### What you will do
Can you rewrite the data from the line with "point: gray bed" through the end, changing "instance" to "occurrence" and leaving everything else untouched?

— START OF Provided records —

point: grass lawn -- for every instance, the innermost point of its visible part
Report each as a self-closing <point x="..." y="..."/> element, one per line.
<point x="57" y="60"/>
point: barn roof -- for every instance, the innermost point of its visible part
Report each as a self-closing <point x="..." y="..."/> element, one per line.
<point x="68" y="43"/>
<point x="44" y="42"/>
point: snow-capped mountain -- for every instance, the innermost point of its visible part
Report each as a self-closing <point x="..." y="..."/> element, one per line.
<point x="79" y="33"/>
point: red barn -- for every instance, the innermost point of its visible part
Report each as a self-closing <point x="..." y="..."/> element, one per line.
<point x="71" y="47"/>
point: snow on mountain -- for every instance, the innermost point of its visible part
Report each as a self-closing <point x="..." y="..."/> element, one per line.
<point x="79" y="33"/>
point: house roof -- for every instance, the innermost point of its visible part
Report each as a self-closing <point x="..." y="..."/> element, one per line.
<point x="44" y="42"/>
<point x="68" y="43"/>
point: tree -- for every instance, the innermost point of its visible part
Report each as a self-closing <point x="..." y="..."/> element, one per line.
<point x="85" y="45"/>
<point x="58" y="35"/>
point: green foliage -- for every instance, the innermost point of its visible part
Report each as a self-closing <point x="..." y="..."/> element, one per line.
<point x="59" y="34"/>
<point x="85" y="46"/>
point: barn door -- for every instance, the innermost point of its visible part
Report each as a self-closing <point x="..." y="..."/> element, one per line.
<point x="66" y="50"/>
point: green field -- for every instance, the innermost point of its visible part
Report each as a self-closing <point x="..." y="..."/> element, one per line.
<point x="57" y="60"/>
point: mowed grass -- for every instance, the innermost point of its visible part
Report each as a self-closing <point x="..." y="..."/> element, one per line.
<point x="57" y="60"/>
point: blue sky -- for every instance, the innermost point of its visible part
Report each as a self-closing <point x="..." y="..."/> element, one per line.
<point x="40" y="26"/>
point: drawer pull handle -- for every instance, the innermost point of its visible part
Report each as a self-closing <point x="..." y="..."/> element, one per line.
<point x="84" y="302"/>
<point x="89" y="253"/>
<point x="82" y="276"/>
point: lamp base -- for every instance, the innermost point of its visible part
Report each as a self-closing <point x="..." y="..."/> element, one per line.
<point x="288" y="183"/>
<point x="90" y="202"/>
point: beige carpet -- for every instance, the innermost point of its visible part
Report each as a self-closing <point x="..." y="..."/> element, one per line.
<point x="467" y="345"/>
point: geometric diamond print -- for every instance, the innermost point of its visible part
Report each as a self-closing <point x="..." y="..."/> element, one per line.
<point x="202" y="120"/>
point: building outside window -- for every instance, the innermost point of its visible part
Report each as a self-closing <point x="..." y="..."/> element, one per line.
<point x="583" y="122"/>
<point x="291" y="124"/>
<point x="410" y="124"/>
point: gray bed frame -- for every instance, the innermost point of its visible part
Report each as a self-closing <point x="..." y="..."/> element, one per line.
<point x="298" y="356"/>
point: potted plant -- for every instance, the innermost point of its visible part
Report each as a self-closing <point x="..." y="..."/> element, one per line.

— END OF Provided records —

### Reply to the exercise
point: gray bed frame -- for every occurrence, the innermost point of its visible part
Report each as a self-closing <point x="..." y="..."/> element, one per line.
<point x="298" y="356"/>
point: potted plant -- for every occurrence, the innermost point of its visible part
Report each as a self-closing <point x="..." y="..."/> element, one per line.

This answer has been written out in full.